**Brano:**
──────────────────────────────

Dio faccia che l’assemblea degli ecclesiastici partorisca bene: di che dubito, come cosa insolita. Gran punto è il dimandare una religione, essendo cosa che, trattata senza gran prudenza, potrebbe causare una guerra civile. Il levare l’appellazione tamquam ab abusu che domandano, non può nascere se non da poca cognizione; e non so se io debba compararli al fanciullo che domanda alla madre uno scorpione per giuocare con quello, non avendo cognizione del veleno. Di ragione dimanderanno anco il Concilio di Trento. Io prego V.S. che di queste cose, come anche della causa di precedenza tra il Parlamento e ’l vescovo, e della lite dei Gesuiti con i monaci di San Germano, si degni alla giornata, quando sia senza suo incomodo, dirmene i successi.

L’annotazione del signor Giustello sopra il Codice della Chiesa universale,1 la vado gustando, e ci trovo scelte fatte con esquisito giudizio. Quando le avrò finite tutte, scriverò il mio parere a quel signore, e manderò la lettera a V.S.

Il libro degli opuscoli dello Scaligero,2 V.S. avrà comodo di mandarmelo pel signor ambasciadore Nani, che verrà costì presto; ovvero pel signor Agostino Dolce, segretario di quell’ambasceria; ovvero


  1. Cristoforo Giustel, autore di un’opera intitolata: Codice dei Canoni della chiesa universale.
  2. Giuseppe Scaligero, figlio di Giulio Cesare, e che l’anno innanzi era mancato di vita in Leida.

──────────────────────────────

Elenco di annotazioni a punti

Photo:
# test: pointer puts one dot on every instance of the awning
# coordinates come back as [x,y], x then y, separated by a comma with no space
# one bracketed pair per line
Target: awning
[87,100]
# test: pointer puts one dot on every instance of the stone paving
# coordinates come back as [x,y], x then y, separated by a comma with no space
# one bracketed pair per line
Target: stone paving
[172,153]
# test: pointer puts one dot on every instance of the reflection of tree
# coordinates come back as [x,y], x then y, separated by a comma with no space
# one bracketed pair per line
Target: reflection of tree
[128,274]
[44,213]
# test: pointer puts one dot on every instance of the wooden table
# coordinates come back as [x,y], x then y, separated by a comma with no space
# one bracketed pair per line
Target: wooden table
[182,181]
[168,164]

──────────────────────────────

**Compiti proposti:**
A – Traduci in inglese questa frase del brano: «Gran punto è il dimandare una religione, essendo cosa che, trattata senza gran prudenza, potrebbe causare una guerra civile.»
B – Ricopia dal brano il passo che va da «L’annotazione del signor» fino a «lettera a V.S.» compreso.
C – Rispondi brevemente a queste domande sul brano:
(i) Chi viene indicato come segretario dell'ambasceria?
(ii) Secondo la nota, in quale città era morto Giuseppe Scaligero?
(iii) Con chi è in lite la Compagnia dei Gesuiti?

**Risposte in ordine:**
A – Asking for a religion is a weighty matter, since it is something that, if handled without great prudence, could cause a civil war.

B –
L’annotazione del signor Giustello sopra il Codice della Chiesa universale,1 la vado gustando, e ci trovo scelte fatte con esquisito giudizio. Quando le avrò finite tutte, scriverò il mio parere a quel signore, e manderò la lettera a V.S.

C –
(i) Il signor Agostino Dolce.
(ii) A Leida.
(iii) Con i monaci di San Germano.